WHAT THE TASK ASKS: Count the lines below that contain the string "digital". Reply with the number alone.
** Start of RECORDS FOR THIS TASK **
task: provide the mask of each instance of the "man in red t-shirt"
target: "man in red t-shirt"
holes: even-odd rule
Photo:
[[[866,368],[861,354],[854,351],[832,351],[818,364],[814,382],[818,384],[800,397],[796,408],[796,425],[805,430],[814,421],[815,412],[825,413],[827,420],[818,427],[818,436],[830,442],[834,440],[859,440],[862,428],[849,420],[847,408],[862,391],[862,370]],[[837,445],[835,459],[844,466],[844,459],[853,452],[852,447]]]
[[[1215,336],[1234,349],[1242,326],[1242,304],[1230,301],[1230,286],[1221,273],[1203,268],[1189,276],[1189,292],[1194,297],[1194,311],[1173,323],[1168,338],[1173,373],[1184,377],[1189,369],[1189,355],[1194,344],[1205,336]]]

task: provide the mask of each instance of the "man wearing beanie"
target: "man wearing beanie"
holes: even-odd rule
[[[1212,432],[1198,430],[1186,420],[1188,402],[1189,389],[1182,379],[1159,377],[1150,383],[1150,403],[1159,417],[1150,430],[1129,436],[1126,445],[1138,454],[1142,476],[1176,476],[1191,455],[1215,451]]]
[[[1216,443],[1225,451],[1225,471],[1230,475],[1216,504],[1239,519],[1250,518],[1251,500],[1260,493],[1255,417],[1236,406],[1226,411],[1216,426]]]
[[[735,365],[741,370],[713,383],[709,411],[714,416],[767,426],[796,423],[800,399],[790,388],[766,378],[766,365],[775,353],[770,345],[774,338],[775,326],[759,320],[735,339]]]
** End of RECORDS FOR THIS TASK **
** Start of RECORDS FOR THIS TASK **
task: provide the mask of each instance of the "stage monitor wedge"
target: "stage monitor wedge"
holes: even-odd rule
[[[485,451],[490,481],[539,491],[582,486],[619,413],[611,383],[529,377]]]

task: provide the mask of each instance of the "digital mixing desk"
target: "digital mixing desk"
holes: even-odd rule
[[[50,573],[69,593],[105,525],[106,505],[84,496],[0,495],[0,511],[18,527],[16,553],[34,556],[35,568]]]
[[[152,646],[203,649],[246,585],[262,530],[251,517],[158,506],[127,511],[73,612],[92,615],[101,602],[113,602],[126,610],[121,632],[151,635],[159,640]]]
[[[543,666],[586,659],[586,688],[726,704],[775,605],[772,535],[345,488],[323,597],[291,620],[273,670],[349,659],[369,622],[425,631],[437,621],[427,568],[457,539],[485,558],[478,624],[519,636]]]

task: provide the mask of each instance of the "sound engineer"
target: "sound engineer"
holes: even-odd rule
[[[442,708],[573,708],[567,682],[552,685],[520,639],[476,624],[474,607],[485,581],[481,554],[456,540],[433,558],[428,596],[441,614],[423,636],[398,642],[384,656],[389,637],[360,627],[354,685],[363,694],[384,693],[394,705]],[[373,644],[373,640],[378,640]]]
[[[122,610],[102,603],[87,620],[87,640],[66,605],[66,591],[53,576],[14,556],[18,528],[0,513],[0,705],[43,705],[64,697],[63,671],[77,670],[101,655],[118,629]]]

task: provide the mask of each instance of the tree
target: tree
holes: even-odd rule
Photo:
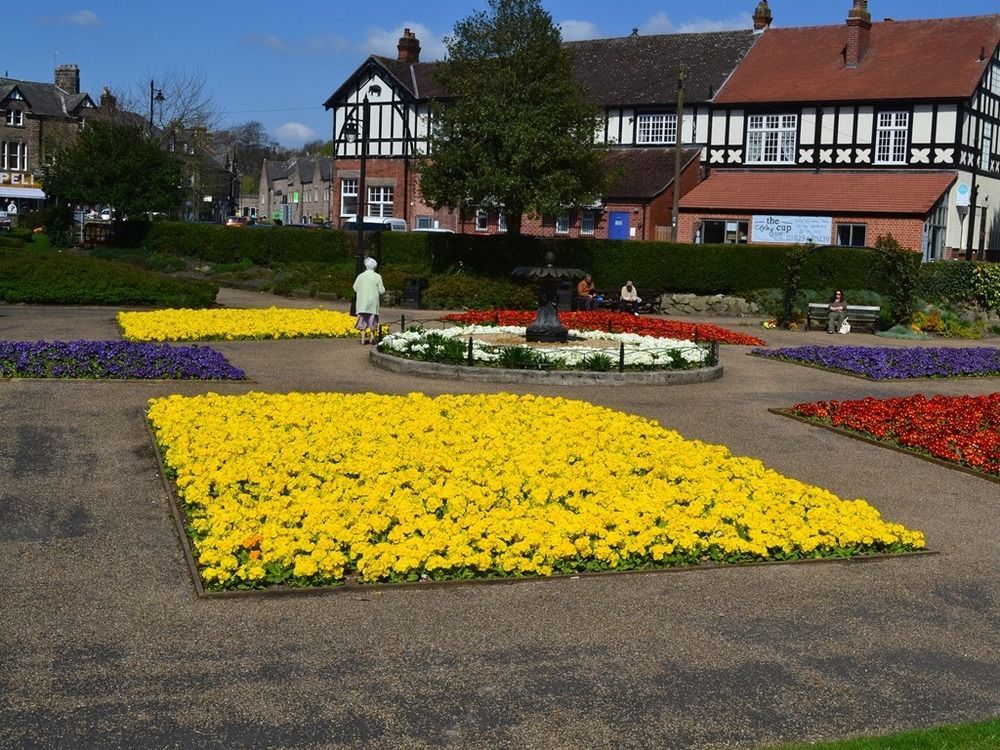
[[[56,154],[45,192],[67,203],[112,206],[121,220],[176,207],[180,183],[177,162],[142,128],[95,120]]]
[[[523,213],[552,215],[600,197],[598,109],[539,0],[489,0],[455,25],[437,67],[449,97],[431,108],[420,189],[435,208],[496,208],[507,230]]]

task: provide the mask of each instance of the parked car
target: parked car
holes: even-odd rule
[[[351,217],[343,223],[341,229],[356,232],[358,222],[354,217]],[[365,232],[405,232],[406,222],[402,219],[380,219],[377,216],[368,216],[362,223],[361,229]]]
** End of RECORDS FOR THIS TASK **
** Start of RECORDS FOR THIS TASK **
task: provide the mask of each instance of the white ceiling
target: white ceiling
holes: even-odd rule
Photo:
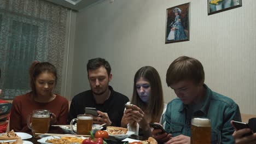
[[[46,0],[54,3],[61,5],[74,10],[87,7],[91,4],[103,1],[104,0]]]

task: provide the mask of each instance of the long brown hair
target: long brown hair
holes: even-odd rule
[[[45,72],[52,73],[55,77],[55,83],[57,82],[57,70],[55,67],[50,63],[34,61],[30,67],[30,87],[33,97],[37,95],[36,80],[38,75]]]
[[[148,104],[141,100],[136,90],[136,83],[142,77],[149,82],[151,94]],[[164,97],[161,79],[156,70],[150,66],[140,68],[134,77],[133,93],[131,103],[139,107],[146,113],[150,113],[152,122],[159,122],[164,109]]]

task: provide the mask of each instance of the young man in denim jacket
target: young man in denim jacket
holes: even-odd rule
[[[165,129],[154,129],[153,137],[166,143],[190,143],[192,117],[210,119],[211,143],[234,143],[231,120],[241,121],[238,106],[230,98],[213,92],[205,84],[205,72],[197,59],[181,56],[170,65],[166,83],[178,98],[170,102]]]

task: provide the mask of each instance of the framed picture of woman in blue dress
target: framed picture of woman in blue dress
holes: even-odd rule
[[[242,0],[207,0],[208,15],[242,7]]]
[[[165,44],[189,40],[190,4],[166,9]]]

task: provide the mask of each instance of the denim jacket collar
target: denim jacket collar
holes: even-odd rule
** End of RECORDS FOR THIS TASK **
RESULT OF THIS EXERCISE: 2